• EXERCISE OBJECTIVE
Continue the news report on the Ornelas investigation, starting after its final sentence.
### EXERCISE PASSAGE
When Bolduc, 49, told Ornelas to return to his room about 7:25 p.m., Ornelas allegedly sucker-punched Bolduc as he passed him in the doorway to his room.

Ornelas kept punching Bolduc, a retired state trooper, in the face as the officer tried to shield himself from the blows and forced Ornelas to the floor. Ornelas pulled the officer on top of him as he continued to fight and pummel Bolduc in the face, the affidavit alleges. Bolduc used pepper spray and exchanged blows to restrain Ornelas as additional security officers and Rondeau arrived. Together they were able to restrain him, according to the affidavit filed Friday in court.

Ornelas was medically evaluated and "walking and talking" when hospital staff released him to the custody of Manchester police, who said they booked and charged him at headquarters without incident.

Broken neck

Ornelas went to Hillsborough County House of Correction about midnight Oct. 17. Later that morning, jail medical staff checked on Ornelas and sent him back to Elliot Hospital by ambulance. He arrived there about 9:30 a.m. requiring medical treatment for a "serious" medical condition, the hospital said.

Ornelas had a broken neck when he returned to Elliot, friends and family say. He went to Massachusetts General Hospital in Boston that day where he remains in intensive care unit paralyzed from the neck down and unable to talk.

Hillsborough County Attorney Patricia LaFrance is leading the investigation into what happened to Ornelas from the time his twin sister and guardian, Anna, brought him to the emergency room Oct. 15 for a mental health episode to when he returned from the county jail with a broken neck Oct. 17.

LaFrance said she is working in conjunction with the state Attorney General's office on the case. The investigative team includes Manchester and New Hampshire State Police detectives.

Asked if there is a potential conflict of interest in having Manchester police investigate their department's actions along with those of Hillsborough County corrections staff, LaFrance stressed state police are leading the probe.
######
### DATA SUPPLIED
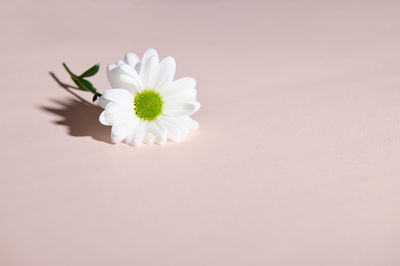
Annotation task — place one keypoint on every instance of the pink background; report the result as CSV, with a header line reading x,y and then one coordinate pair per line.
x,y
296,162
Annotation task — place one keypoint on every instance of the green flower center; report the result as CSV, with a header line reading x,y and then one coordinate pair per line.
x,y
148,105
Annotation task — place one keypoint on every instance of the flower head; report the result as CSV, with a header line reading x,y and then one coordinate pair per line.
x,y
145,104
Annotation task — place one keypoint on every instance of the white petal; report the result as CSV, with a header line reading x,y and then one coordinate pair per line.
x,y
131,59
179,86
149,53
102,119
149,139
119,96
103,102
114,77
148,72
166,74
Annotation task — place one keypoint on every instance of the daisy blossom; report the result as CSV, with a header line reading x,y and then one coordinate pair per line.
x,y
145,104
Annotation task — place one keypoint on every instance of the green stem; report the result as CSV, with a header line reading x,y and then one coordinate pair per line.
x,y
84,84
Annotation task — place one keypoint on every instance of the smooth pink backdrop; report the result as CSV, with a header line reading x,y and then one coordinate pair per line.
x,y
296,162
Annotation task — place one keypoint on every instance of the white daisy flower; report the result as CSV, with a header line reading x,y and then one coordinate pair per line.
x,y
145,104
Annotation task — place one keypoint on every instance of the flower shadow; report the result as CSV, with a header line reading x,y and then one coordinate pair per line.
x,y
80,116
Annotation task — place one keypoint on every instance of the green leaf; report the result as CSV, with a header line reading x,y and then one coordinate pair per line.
x,y
91,71
69,71
83,84
95,97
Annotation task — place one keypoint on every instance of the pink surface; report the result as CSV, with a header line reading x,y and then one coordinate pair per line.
x,y
296,162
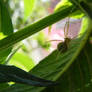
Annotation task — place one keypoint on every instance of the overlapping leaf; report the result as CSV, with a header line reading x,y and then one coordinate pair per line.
x,y
57,69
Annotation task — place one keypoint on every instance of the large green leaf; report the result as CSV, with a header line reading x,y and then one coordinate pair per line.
x,y
28,8
78,78
6,28
34,28
54,68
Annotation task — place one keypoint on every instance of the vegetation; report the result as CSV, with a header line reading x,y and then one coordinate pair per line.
x,y
72,69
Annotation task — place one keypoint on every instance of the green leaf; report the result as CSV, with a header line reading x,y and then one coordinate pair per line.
x,y
28,8
6,28
77,14
55,68
78,78
22,61
34,28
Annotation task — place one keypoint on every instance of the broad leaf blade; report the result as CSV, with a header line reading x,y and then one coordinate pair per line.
x,y
34,28
78,77
53,69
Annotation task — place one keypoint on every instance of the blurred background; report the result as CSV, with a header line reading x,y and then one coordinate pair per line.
x,y
37,47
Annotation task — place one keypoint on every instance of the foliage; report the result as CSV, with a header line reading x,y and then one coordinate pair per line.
x,y
72,69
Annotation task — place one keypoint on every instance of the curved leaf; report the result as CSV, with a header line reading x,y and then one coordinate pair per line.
x,y
34,28
55,69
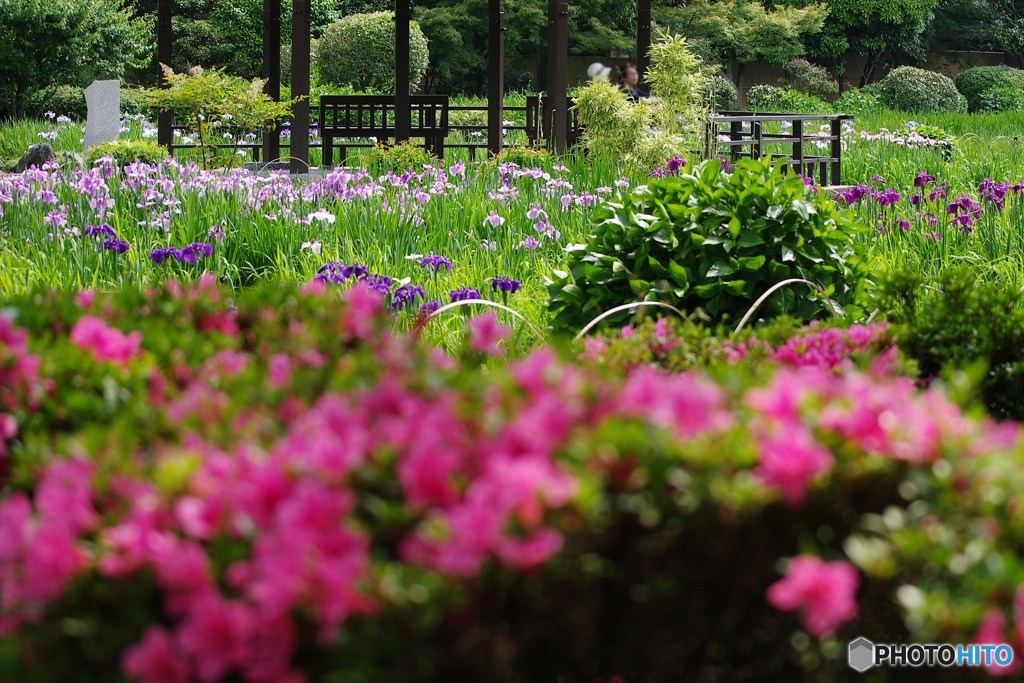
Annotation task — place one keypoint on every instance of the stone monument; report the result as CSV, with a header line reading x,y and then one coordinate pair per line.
x,y
103,122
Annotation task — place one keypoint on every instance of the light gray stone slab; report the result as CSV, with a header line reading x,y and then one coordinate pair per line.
x,y
103,122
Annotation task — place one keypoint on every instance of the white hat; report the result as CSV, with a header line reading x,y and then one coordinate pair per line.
x,y
598,72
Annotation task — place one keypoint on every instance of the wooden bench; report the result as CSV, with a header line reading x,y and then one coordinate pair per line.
x,y
540,123
373,117
813,154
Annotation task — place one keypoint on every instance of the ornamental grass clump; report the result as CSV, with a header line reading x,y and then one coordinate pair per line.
x,y
278,487
646,132
715,240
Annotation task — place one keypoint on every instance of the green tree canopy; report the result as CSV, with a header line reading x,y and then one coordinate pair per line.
x,y
738,32
46,43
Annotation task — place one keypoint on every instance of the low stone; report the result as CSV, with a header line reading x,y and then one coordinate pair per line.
x,y
36,155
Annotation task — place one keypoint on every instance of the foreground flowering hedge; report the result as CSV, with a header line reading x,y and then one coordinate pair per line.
x,y
280,488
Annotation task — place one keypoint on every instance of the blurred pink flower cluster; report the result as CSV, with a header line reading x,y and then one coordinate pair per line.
x,y
105,343
823,592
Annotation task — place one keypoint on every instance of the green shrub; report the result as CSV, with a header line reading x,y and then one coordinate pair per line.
x,y
772,98
127,152
724,95
716,241
958,322
398,158
911,89
645,133
991,88
809,79
358,50
858,100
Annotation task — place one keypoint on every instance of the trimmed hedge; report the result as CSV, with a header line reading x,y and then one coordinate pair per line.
x,y
992,88
278,487
358,50
911,89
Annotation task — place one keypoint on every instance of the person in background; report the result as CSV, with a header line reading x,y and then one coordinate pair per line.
x,y
631,77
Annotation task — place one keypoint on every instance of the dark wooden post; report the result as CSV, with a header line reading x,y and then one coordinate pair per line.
x,y
271,71
165,36
837,151
558,17
402,110
496,76
643,38
299,140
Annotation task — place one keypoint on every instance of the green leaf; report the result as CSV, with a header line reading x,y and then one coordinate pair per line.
x,y
720,269
752,262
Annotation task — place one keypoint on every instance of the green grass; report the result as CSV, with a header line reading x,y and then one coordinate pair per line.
x,y
261,248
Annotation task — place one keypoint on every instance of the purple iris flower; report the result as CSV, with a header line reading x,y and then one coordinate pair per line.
x,y
428,307
404,296
436,262
197,250
161,254
101,230
116,246
923,179
380,284
506,285
464,294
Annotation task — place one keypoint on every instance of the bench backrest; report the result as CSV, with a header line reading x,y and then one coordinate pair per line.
x,y
373,116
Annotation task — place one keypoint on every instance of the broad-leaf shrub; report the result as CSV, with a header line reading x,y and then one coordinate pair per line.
x,y
278,488
956,322
809,78
714,240
912,89
991,88
358,50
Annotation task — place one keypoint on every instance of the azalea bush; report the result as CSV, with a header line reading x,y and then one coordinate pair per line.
x,y
278,487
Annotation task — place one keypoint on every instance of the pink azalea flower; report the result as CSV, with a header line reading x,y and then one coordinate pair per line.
x,y
280,371
484,333
156,659
104,342
214,636
790,461
823,592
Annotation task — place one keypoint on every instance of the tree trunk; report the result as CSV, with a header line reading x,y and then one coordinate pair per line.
x,y
740,69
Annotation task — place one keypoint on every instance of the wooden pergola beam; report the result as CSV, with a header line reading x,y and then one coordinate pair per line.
x,y
299,140
496,76
558,17
271,71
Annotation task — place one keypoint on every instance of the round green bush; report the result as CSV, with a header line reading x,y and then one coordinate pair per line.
x,y
358,50
991,88
127,152
910,89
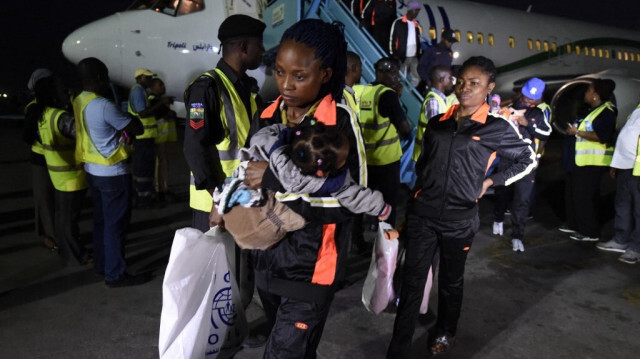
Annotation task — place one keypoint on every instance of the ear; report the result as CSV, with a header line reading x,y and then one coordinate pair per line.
x,y
327,73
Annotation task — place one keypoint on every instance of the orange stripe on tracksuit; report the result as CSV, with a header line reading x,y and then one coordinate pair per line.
x,y
326,264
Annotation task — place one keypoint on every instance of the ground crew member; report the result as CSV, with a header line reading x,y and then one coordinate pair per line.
x,y
383,121
103,134
144,154
57,133
435,103
43,191
529,120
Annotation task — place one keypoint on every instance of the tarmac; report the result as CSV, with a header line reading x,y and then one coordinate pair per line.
x,y
558,299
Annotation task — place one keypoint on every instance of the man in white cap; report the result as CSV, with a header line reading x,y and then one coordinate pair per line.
x,y
532,126
144,154
405,41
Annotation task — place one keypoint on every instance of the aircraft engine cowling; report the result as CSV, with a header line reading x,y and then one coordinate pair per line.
x,y
568,101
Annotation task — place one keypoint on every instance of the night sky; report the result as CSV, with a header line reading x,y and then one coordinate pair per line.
x,y
34,30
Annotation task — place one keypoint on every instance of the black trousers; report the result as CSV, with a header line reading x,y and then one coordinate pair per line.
x,y
584,187
516,196
386,179
423,237
67,212
296,325
144,164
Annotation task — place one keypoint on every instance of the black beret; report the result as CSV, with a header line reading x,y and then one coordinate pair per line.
x,y
240,26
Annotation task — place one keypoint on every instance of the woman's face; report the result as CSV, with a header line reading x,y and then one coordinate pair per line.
x,y
473,87
298,74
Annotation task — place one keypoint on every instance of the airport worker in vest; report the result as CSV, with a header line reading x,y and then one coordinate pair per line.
x,y
435,103
220,109
144,153
103,138
43,191
625,169
383,123
593,152
529,120
166,135
405,42
58,134
440,54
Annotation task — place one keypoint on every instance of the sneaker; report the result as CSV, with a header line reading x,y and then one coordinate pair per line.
x,y
497,228
566,229
127,280
630,257
581,237
517,245
612,246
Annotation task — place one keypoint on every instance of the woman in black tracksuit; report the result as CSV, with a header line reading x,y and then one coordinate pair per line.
x,y
297,278
457,149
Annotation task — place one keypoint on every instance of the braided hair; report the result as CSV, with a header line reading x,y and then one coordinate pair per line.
x,y
318,150
330,46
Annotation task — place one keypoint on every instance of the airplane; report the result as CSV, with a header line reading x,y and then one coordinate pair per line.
x,y
177,40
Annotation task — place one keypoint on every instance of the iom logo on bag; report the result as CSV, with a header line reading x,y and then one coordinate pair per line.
x,y
223,311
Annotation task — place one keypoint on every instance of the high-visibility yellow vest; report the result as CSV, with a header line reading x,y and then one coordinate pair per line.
x,y
236,124
423,120
350,100
150,123
166,128
66,174
593,153
636,165
381,140
86,151
35,146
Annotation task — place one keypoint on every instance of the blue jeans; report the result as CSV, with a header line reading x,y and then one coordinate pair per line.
x,y
111,216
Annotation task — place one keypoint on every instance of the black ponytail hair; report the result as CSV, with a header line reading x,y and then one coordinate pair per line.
x,y
330,46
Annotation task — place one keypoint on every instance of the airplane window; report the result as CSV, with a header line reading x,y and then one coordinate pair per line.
x,y
432,33
179,7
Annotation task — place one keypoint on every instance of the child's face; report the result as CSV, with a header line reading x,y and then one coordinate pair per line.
x,y
298,74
######
• RESULT OF THIS TASK
She said some thought was given to transferring the case to another county — which often happens to avoid having law enforcement agencies within the same jurisdiction investigate each other. But she said her office decided against that approach when the AG's office and State Police became involved.

Waiting for a bed

Elliot Hospital said it does not know how Ornelas sustained the injuries that resulted in his being returned to the hospital in serious medical condition Oct. 17. They have defended the actions of security officer Bolduc, saying Bolduc followed his training and protected the lives of patients and staff.

Ornelas' friends and family say Ornelas does not have an aggressive or violent personality, and have described him as "friendly" and "mild-mannered." Ornelas, who suffers from a disabling mental illness, went to the emergency department Oct. 15 after going off his medications and was waiting for a bed to open at New Hampshire Hospital, the state's acute psychiatric facility.

AG handling probe

Meanwhile, Hillsborough County House of Corrections Superintendent David Dionne appears to have abandoned his plans to conduct an internal investigation and time line of events.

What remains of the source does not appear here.